Instrução>
Selecione e copie cada uma das linhas abaixo em que aparece a palavra "polo". Diferencie maiúsculas de minúsculas.

Linhas fornecidas>
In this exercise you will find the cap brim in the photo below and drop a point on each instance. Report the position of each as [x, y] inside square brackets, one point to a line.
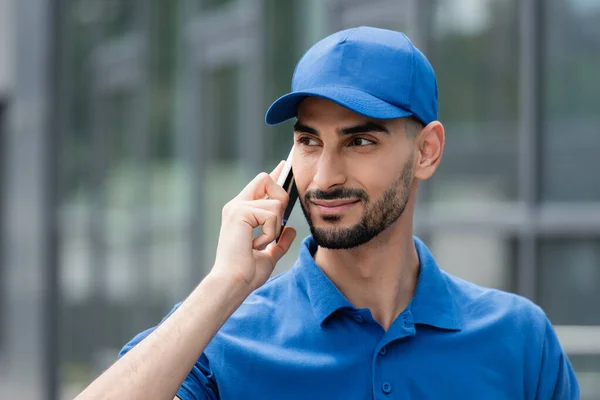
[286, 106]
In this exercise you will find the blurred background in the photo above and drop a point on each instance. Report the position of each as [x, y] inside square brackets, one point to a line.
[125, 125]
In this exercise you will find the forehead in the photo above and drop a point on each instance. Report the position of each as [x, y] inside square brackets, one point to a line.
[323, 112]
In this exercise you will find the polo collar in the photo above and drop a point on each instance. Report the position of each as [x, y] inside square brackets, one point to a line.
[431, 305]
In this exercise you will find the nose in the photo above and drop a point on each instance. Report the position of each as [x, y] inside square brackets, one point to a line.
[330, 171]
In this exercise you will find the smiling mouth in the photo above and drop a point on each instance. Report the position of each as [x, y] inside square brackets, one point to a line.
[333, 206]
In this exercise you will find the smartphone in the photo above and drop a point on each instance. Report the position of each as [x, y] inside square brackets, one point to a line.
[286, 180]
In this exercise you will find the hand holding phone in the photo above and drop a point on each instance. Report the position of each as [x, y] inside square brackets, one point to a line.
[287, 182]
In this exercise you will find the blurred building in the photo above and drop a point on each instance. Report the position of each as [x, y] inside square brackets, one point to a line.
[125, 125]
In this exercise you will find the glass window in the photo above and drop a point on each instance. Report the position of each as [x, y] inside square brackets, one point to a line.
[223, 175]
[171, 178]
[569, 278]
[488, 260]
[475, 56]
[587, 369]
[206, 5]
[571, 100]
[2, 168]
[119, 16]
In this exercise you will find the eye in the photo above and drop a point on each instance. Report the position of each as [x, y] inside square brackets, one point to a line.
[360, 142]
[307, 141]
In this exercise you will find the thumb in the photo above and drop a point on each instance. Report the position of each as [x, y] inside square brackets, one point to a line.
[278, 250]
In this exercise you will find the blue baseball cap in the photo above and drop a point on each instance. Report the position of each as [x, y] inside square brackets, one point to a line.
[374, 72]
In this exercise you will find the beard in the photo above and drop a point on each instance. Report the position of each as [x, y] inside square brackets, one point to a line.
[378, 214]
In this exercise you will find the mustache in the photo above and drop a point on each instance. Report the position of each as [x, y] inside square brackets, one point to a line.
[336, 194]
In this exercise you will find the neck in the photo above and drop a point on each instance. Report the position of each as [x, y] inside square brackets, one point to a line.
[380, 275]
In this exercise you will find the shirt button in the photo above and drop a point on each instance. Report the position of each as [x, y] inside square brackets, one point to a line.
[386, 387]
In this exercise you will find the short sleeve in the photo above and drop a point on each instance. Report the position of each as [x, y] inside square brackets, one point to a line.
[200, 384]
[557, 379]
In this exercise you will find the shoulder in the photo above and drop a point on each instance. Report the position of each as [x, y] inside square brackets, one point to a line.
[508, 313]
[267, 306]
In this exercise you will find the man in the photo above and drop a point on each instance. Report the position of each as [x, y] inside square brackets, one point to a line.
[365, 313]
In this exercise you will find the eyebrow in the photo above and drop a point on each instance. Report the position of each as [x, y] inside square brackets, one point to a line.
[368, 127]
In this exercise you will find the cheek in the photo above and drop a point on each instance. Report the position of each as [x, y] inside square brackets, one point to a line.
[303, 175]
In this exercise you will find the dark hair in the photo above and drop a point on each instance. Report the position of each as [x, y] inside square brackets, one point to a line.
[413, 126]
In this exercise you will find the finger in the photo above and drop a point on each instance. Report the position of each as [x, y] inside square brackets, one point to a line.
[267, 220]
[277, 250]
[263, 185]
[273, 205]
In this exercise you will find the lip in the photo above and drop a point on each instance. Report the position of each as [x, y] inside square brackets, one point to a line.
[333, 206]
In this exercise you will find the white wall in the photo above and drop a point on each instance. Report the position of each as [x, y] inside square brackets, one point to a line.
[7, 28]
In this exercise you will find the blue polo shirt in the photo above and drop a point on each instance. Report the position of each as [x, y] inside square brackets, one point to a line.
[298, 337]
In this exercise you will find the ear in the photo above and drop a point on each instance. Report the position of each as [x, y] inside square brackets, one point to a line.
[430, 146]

==

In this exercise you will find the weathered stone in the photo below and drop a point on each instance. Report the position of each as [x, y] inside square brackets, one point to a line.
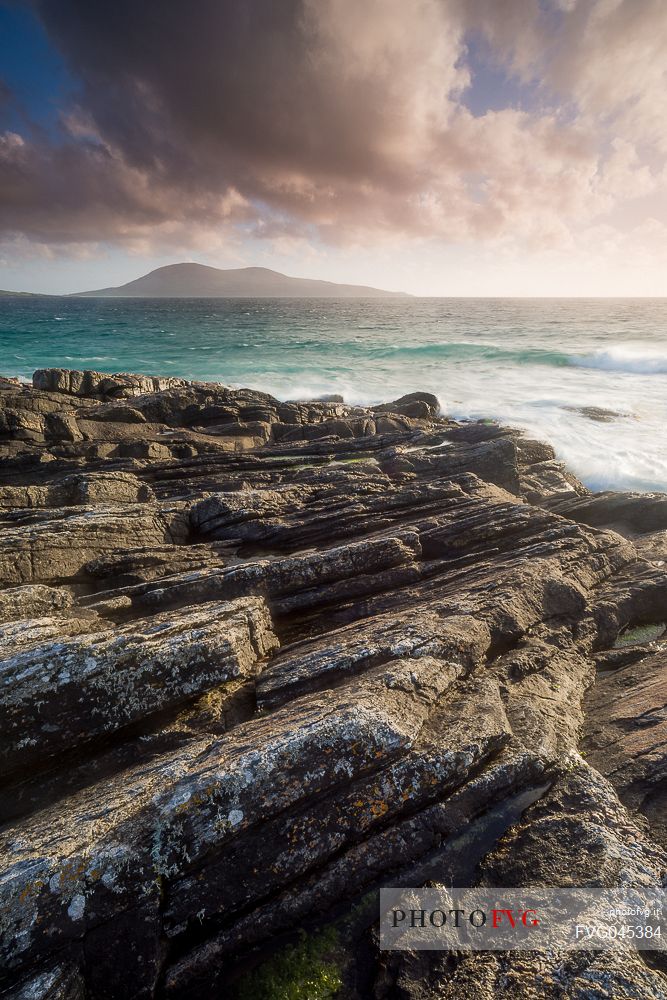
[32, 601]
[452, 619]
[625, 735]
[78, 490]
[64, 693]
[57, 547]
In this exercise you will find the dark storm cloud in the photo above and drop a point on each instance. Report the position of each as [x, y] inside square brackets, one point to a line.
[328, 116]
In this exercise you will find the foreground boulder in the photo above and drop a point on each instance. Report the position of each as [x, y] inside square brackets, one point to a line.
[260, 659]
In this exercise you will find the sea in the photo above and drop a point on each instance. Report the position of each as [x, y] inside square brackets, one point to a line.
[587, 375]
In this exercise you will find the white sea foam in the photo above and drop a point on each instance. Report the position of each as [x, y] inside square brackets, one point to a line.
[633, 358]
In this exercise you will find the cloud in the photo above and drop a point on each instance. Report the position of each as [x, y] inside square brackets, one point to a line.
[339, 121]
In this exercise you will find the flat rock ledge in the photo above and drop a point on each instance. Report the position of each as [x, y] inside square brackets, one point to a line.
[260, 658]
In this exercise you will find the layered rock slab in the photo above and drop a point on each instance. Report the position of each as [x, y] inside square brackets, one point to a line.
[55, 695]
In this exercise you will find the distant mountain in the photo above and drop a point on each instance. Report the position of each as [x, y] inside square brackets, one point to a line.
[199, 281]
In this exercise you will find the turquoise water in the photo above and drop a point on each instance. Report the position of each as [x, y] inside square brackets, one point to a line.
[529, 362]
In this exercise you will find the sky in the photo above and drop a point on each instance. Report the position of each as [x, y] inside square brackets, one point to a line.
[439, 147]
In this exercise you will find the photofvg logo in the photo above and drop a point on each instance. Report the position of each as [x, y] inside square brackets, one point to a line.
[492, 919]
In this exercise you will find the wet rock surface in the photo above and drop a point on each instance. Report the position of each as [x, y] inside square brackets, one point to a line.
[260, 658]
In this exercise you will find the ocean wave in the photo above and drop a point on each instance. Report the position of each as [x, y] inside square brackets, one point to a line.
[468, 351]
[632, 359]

Resultado da tarefa>
In this exercise you will find the polo collar in the photo above and drop a point on each instance. Report the position of each as [x, y] inside square brackets, one point to a line.
In this exercise you will find the blue polo shirt in the photo above and drop a point on each instance. Report the position of each as [x, y] inside square brackets, one point to a line.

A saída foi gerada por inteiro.